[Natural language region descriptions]
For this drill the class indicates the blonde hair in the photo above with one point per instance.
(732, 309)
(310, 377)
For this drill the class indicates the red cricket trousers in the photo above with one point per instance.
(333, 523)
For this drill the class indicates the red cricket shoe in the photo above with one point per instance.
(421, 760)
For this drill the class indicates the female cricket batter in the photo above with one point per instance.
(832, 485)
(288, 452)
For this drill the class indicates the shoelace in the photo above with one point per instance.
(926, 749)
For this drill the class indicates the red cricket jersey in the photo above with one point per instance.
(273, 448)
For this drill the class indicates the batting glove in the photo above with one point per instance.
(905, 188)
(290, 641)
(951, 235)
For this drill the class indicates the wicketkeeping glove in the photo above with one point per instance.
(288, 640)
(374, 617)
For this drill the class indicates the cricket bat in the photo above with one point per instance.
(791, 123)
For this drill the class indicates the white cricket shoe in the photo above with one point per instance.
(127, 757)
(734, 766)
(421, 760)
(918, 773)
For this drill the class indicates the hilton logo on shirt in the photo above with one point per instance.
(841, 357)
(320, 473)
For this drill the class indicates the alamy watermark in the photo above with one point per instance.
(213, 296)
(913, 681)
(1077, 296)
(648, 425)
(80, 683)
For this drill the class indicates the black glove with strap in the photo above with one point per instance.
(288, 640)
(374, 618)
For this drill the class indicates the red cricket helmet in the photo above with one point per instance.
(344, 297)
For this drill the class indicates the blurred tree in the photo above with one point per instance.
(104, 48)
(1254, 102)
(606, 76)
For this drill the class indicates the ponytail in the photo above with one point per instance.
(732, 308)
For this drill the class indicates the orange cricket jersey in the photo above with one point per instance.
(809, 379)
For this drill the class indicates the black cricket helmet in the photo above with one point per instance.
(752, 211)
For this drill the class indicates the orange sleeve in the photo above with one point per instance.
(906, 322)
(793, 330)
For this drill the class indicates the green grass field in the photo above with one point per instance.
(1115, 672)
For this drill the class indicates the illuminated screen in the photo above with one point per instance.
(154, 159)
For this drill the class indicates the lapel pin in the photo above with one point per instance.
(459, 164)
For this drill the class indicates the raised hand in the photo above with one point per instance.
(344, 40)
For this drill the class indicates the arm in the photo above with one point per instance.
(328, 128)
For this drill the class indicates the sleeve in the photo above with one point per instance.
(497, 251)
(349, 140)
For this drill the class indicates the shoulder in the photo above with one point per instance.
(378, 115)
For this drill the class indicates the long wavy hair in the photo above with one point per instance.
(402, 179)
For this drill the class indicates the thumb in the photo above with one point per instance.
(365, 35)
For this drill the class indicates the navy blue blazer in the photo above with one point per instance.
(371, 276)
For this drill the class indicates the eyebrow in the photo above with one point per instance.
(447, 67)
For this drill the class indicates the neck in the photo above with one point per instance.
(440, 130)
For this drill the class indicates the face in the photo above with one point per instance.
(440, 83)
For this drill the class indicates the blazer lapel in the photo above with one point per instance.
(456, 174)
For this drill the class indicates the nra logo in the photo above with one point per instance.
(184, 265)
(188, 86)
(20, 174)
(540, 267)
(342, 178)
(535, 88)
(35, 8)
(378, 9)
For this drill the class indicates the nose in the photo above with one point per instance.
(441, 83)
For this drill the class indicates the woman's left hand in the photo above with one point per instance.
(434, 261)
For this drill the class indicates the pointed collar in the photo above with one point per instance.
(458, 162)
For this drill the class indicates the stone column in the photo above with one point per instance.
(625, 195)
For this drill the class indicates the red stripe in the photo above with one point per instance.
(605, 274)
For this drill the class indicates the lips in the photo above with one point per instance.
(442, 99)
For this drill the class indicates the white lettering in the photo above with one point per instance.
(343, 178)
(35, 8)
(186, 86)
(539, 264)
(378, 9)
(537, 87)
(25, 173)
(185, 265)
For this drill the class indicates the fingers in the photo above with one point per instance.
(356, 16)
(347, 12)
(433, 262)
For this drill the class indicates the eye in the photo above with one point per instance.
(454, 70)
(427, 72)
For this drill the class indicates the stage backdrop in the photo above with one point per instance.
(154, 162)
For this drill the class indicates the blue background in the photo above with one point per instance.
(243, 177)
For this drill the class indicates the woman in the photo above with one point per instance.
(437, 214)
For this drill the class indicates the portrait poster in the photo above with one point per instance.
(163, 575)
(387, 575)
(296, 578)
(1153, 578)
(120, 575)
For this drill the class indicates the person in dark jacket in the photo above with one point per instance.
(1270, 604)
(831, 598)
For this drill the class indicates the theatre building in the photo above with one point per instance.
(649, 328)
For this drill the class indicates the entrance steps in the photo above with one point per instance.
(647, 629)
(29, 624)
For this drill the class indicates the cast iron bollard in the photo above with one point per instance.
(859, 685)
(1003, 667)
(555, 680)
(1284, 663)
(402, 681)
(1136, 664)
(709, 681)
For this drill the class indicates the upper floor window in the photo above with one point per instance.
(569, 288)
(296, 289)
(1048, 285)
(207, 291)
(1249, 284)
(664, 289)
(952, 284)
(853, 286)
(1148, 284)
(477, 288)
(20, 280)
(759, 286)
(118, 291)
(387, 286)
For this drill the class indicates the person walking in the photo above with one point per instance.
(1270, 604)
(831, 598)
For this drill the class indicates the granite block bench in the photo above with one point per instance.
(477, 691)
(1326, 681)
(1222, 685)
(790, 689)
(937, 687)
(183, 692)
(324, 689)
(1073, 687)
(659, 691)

# EXERCISE:
Quote all of the entries exactly as they appear.

# REPLY TO THE EXERCISE:
For this drill the class indicates the blonde hair in the photo above with one point per instance.
(732, 309)
(310, 377)
For this drill the class indicates the red cricket trousers in the photo above with one point per instance.
(333, 523)
For this drill the class indicates the red cricket shoe in the photo above with one point per instance.
(421, 760)
For this drill the class indicates the female cricket batter in the photo above with one point per instance.
(832, 485)
(288, 452)
For this drill the class indicates the shoelace in the photo above with one point per instance.
(926, 749)
For this drill the class indicates the red cricket jersey in the photo above with one point per instance.
(273, 448)
For this drill the class indicates the batting glove in the photo above with one point per instance.
(905, 188)
(290, 641)
(951, 235)
For this drill the class indicates the wicketkeeping glove in the photo above with one point per instance.
(288, 640)
(374, 617)
For this drill the class indicates the cricket bat in the photo above with one point per instance.
(791, 123)
For this drill the class indicates the white cricket shoe in the photo above with one point per instance.
(127, 757)
(734, 766)
(421, 760)
(918, 773)
For this drill the class indicates the hilton logo on shirt in the photo above with one point per instance.
(841, 357)
(320, 473)
For this drill the class indicates the alamy watermark in the photo above with one point per instance.
(213, 296)
(913, 681)
(1077, 296)
(648, 425)
(80, 683)
For this drill the class indicates the black glove with strap in the photo above with one point per instance.
(288, 640)
(374, 618)
For this drill the class indicates the red cricket helmet in the photo above with one point per instance.
(344, 297)
For this drill the class indicates the blurred tree in the photo above with one point per instance.
(104, 48)
(1254, 102)
(606, 76)
For this drill the class indicates the ponytail in the photo above with one point per instance.
(732, 308)
For this drill the class indicates the orange cricket jersey in the photo above with one point per instance.
(809, 379)
For this drill the class indicates the black cricket helmet in the photo above with one point per instance.
(752, 211)
For this drill the class indicates the orange sleeve in the photo above with one point per instance.
(906, 322)
(793, 330)
For this drill the class indicates the green grass field in the photo above with one point per instance.
(1115, 672)
For this drill the class indicates the illuminated screen in the photo above with one point per instance.
(154, 159)
For this drill the class indicates the lapel pin in the photo above with one point per instance.
(459, 164)
For this drill the class indicates the raised hand in the photo above with one point per instance.
(344, 40)
For this drill the class indicates the arm in the photo above with one point per instance.
(328, 128)
For this drill the class indicates the sleeve in the photo above with one point per instance.
(497, 251)
(349, 140)
For this drill the class indicates the shoulder in the photo above with one point per instance.
(378, 115)
For this drill the class indicates the long wavy hair in the photo above with one point per instance.
(402, 179)
For this drill the class indicates the thumb in the photo above with one point per instance.
(365, 35)
For this drill the class indicates the navy blue blazer in the photo above with one point per instance.
(371, 276)
For this drill the class indicates the eyebrow in the photo above with one point per instance.
(447, 67)
For this drill the class indicates the neck in the photo above with one point per instance.
(440, 130)
For this drill the class indicates the face in the photo above with one point per instance.
(440, 83)
For this drill the class indicates the blazer lapel in the photo above with one point per instance.
(456, 174)
For this drill the class indicates the nra logo in the photo above with one point per instance.
(184, 265)
(188, 86)
(20, 174)
(540, 267)
(342, 178)
(535, 88)
(35, 8)
(378, 9)
For this drill the class indicates the nose in the photo above with one point per instance.
(441, 83)
For this drill the class indicates the woman's left hand in the photo above with one point per instance.
(434, 261)
For this drill the class indicates the pointed collar in the photo above with one point per instance.
(458, 162)
For this drill the class indicates the stone column in the photo above with one point per instance.
(625, 195)
For this drill the class indicates the red stripe in the photo above with one point per instance.
(605, 274)
For this drill the class indicates the lips in the photo above with one point per instance.
(442, 99)
For this drill the class indicates the white lettering in the photo above with one point per instance.
(343, 178)
(35, 8)
(186, 86)
(539, 264)
(378, 9)
(537, 87)
(25, 173)
(185, 265)
For this drill the class indicates the fingers in the photo above with one point per instance.
(356, 16)
(347, 12)
(433, 262)
For this drill the class indicates the eye in the photo above with one point per instance.
(454, 70)
(427, 72)
For this drill the class indicates the stage backdrop in the photo above with one point per instance.
(154, 162)
For this drill the class indicates the blue background in the photo above with one point per instance.
(243, 177)
For this drill the class indicates the woman in the photo above with one point per instance.
(437, 214)
For this drill the class indicates the portrait poster in the photo above with one point per instance.
(163, 575)
(387, 575)
(296, 578)
(1153, 578)
(120, 575)
For this drill the class indicates the person in dark jacket in the photo above with one point per instance.
(1270, 604)
(831, 598)
For this drill the class indicates the theatre building in the photo above with one point per instance.
(649, 328)
For this drill the class indicates the entrance steps in the photo above with one point per instance.
(647, 629)
(29, 624)
For this drill the class indicates the cast iron bollard in the photo above with one point per instance.
(859, 685)
(1003, 667)
(555, 680)
(1284, 663)
(402, 681)
(1136, 664)
(709, 681)
For this drill the class indicates the upper floor window in the photo above with one point per instance.
(569, 288)
(296, 289)
(1048, 285)
(207, 291)
(1249, 284)
(664, 289)
(952, 284)
(853, 286)
(1148, 284)
(477, 288)
(20, 280)
(759, 286)
(118, 291)
(387, 286)
For this drill the class indicates the person walking in the photo above with one point per instance.
(1270, 604)
(831, 598)
For this drill the class indicates the granite block bench in the photo above with one point per instance.
(477, 691)
(1326, 681)
(1222, 685)
(790, 689)
(937, 687)
(183, 692)
(324, 689)
(1073, 687)
(659, 691)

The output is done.